→ **Passage for review**
*** Block opens ***
Allen, 31, is again set to a be a free agent. He’s never hit a big payday, in NBA terms, earning $3.3 million this season, a bargain for the Grizzlies. Memphis, even with Rudy Gay’s contract extracted, has nearly $58 million locked into Randolph ($17.8 million), Marc Gasol ($14.8 million), Mike Conley ($8.2 million), Prince ($7.2 million) and a few other role players for next season.
Wallace’s position as GM is uncertain under the new ownership group that assumed control at the start of the season. Hollins is a free agent and Randolph’s name was a constant during the trade-deadline rumor mill.
“All I can do is be a piece to a puzzle right now,” Allen said. “The organization already got their mind made up of what they want to do right now. I believe so. I don’t have a clue, but like I always say, my heart bleeds blue and I put it all in God’s hands.”
There is a notion that part of the strategy in dealing Gay was to create room to re-sign Allen, whose number of potential suitors is likely to grow.
The market for Allen’s services will be set once free agency opens on July 1. His preference, he said, is to remain in Memphis, where he’s made a comfortable home. A few years ago, he won custody of his daughter, Antekia, a 13-year-old seventh grader. In July, Allen is getting married.
“I love it here, the quietness, the slowed-down pace of the city, the Southern hospitality, I just like the city,” Allen said. “I got everything I worked so hard for. I feel like I finally got my career off the ground playing here. As far as there being other offers, that’s all part of the negotiations and having people put their trust in you.
“Everything that I went through to be the man that I am now, it was a roller coaster, but now I’m at the age where everything is done for my family. That’s why I go so hard.”
*** Block closes ***
→ **What is being asked**
Retype the passage about Allen's free agency word for word, starting with "There is a notion" and going on through "is getting married.".

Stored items
*** Block opens ***
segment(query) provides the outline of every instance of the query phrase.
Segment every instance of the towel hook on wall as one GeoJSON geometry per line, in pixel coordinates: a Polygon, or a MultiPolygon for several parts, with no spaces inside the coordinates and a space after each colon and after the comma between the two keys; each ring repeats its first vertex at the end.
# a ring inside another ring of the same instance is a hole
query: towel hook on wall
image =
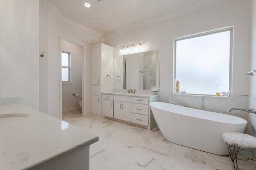
{"type": "Polygon", "coordinates": [[[43,53],[42,54],[41,54],[41,55],[40,55],[40,56],[41,56],[41,57],[44,57],[44,51],[43,51],[43,53]]]}
{"type": "Polygon", "coordinates": [[[109,78],[108,78],[108,76],[109,76],[109,74],[107,74],[107,76],[106,77],[106,78],[107,78],[107,80],[108,81],[110,80],[110,79],[111,79],[111,76],[109,76],[109,78]]]}

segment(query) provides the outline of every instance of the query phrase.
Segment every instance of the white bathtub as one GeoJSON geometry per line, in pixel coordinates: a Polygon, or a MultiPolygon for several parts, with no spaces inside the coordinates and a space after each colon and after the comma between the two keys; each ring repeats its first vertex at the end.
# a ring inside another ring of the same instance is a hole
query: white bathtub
*** Block closes ***
→ **Output of the exercise**
There is a notion that part of the strategy in dealing Gay was to create room to re-sign Allen, whose number of potential suitors is likely to grow.
The market for Allen’s services will be set once free agency opens on July 1. His preference, he said, is to remain in Memphis, where he’s made a comfortable home. A few years ago, he won custody of his daughter, Antekia, a 13-year-old seventh grader. In July, Allen is getting married.